» **Prompt**
Condense the paragraph of the source passage that begins "Tolkien's biographer John Garth writes" into a short bulleted list of its main facts.

[Source passage Boundary: Start]

David Greenman's comparison of Tuor with other heroes
| Era | Tolkien's "quest-heroes" | Action | Classical analogues |
|---|---|---|---|
| Early | Tuor of Gondolin | Escapes wreck of city, creates anew elsewhere | Aeneas escapes the fall of Troy, founds Rome |
| Late | Hobbits of the Shire | Return to despoiled home, scour it clean | Odysseus scours Ithaca of Penelope's suitors |

Tolkien's biographer John Garth writes in his book Tolkien's Worlds that the windswept treeless hills of Nevrast, where Tuor reaches the cliffs and becomes the first Man to see the sea in the legendarium, are "perfectly Cornish". Garth notes that Tuor stands there at sunset with his arms outspread until the sea-Vala Ulmo appears from the water to prophesy the birth of Tuor's son Eärendil, who ends up with a Silmaril in the sky as the Evening Star. The German artist Jenny Dolfen has painted the scene in her 2019 "And His Heart Was Filled With Longing" as a Cornish landscape, with Tuor surrounded by seagulls. Garth states that this means that the Evening Star was not in the western sky that Tuor saw, whereas when Tolkien visited the Lizard peninsula in Cornwall in 1914, the planet had risen and set "due west", an uncommon sight. A few weeks later, Tolkien wrote the first poem of his legendarium, "The Voyage of Earendel the Evening Star".

[Source passage Boundary: End]
[Listed records Boundary: Start]

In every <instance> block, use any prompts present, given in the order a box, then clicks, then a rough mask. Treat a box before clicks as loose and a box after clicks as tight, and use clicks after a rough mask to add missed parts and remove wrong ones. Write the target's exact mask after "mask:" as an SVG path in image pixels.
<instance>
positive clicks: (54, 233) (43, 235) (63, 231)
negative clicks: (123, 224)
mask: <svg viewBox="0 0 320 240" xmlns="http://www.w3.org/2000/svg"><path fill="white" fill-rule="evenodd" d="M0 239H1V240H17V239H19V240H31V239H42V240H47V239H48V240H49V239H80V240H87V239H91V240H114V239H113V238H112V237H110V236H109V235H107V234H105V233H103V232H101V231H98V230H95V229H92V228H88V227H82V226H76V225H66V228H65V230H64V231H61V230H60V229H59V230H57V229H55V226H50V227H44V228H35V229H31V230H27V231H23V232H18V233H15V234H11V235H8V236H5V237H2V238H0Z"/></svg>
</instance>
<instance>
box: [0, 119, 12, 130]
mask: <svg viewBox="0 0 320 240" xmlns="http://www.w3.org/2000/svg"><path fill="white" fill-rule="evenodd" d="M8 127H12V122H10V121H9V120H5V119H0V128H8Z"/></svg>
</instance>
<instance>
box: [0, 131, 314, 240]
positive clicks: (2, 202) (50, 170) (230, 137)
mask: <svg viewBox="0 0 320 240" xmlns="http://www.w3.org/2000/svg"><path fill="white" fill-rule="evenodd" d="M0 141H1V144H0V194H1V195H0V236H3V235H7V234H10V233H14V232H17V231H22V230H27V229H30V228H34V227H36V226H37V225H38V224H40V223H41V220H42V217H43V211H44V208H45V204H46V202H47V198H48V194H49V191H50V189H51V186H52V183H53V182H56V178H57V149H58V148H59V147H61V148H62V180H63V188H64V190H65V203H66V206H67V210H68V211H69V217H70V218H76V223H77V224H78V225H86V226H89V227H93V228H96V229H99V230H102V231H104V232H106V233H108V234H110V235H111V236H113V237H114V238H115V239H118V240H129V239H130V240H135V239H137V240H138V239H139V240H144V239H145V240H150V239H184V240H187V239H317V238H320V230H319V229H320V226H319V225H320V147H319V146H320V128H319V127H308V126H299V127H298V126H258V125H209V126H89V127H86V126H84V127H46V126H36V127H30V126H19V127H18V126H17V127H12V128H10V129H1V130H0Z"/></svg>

[Listed records Boundary: End]

» **Exercise answer**
- In *Tolkien's Worlds*, John Garth calls the windswept, treeless hills of Nevrast "perfectly Cornish." There Tuor reaches the cliffs and becomes the first Man in the legendarium to see the sea.
- Tuor stands at sunset with his arms outspread until the sea-Vala Ulmo rises from the water. Ulmo prophesies the birth of Tuor's son Eärendil, who ends up in the sky with a Silmaril as the Evening Star.
- The German artist Jenny Dolfen painted the scene as a Cornish landscape, with Tuor among seagulls, in "And His Heart Was Filled With Longing" (2019).
- Garth states that the Evening Star was not in the western sky Tuor saw. When Tolkien visited Cornwall's Lizard peninsula in 1914, however, the planet had risen and set "due west," an uncommon sight.
- A few weeks later, Tolkien wrote "The Voyage of Earendel the Evening Star," the first poem of his legendarium.